+++ TEXT
When I was in college, I asked one of my professors to be my guide, my mentor. It felt important for me to find someone in that specific role. He said he couldn’t do that. He only formally guided his teaching assistants. But, he offered, we could get breakfast every other week or so. I was bummed. I really wanted that kind of supportive figure, and it took a lot of courage for me to ask.
In spite of my disappointment, I accepted his breakfast offer. We met nearly every other week over the course of a year. He even had me over to his house a few times. For the past decade, we’ve stayed connected. We don’t keep up regularly, but I know I could call him if I needed something.
Everyone wants that guiding figure. The desire for older, experienced wisdom runs deep. It’s almost primal. The Hero’s Journey speaks to this: As the hero leaves the known and enters into the unknown, she meets an advisor who helps her face the challenges of her quest.
These supportive individuals help us navigate the unknowns of life and work. But these relationships rarely ever look the way we think they should. Most of us picture someone offering dedicated one-on-one time. We think of this role as some sort of formalized relationship with a close friend who is older and more experienced than we are. That’s what I thought it meant when I asked that professor. And that’s also how he seemed to think about it as well – a very specific, almost contractual understanding.
But now I’m in my mid-thirties and have never had that kind of formal, capital “M” Mentor. I could feel sad about this and lament that I’m not worthy of such guidance. I could also feel angry about it and defiantly say that I don’t need that kind of support and that I’ll show everyone what I can do without one. Or I can realize the places in my life where there have been kind and generous voices helping me take the next step.
The truth is that though I’ve never had what most people picture when they think of a “mentor,” I’ve had many guiding influences. Though it has never looked the way I thought it should, I’ve had many experienced people who I have learned from at different moments in my life. Though that professor back in college may have had some students with whom he had a very defined guiding relationship, when I think about the connection we had, it possessed many of the characteristics of a truly valuable developmental relationship.
What Makes a Developmental Relationship Meaningful?
There are a few hallmarks of a supportive, growth-oriented relationship. Most such connections will possess some of these attributes, and few will have all of them. It’s helpful to think through this list and see what is true of your own valuable relationships.
1. They are more experienced. This almost goes without saying. It’s the basis of the connection. This person is someone who is further down the path. They are often older than you, but not always.
2. They teach you something. More than just experience, a source of wisdom offers you guidance and insight. They help you navigate places you’ve haven’t been before in your life and career.
3. They are available (in moments of need). There are times when you need guidance, and this individual is someone you can turn to. It usually comes in small doses — a few minutes here and there, and in seasons— a handful of conversations during a time when you need help with something specific.
4. They are invested in you. Finally, a true guiding influence is someone who wants to see you succeed. She’s in your corner rooting for you.
++++++
> [TASK BRIEF]
Answer these questions using the mentoring essay.
(a) How often did the professor offer to get breakfast with the writer?
(b) What age range does the writer give for their current age?
(c) In the list of hallmarks, in what two ways does a guiding person's availability usually come?
The records come from a separate source unrelated to the mentoring essay.
+++ DATA LISTING
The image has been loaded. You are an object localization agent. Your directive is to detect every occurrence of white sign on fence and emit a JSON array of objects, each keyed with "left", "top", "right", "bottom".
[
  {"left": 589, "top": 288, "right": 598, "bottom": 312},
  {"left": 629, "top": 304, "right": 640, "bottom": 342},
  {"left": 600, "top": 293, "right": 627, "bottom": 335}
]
++++++
> [ANSWER BOX]
(a) Every other week or so.
(b) The mid-thirties.
(c) In small doses and in seasons.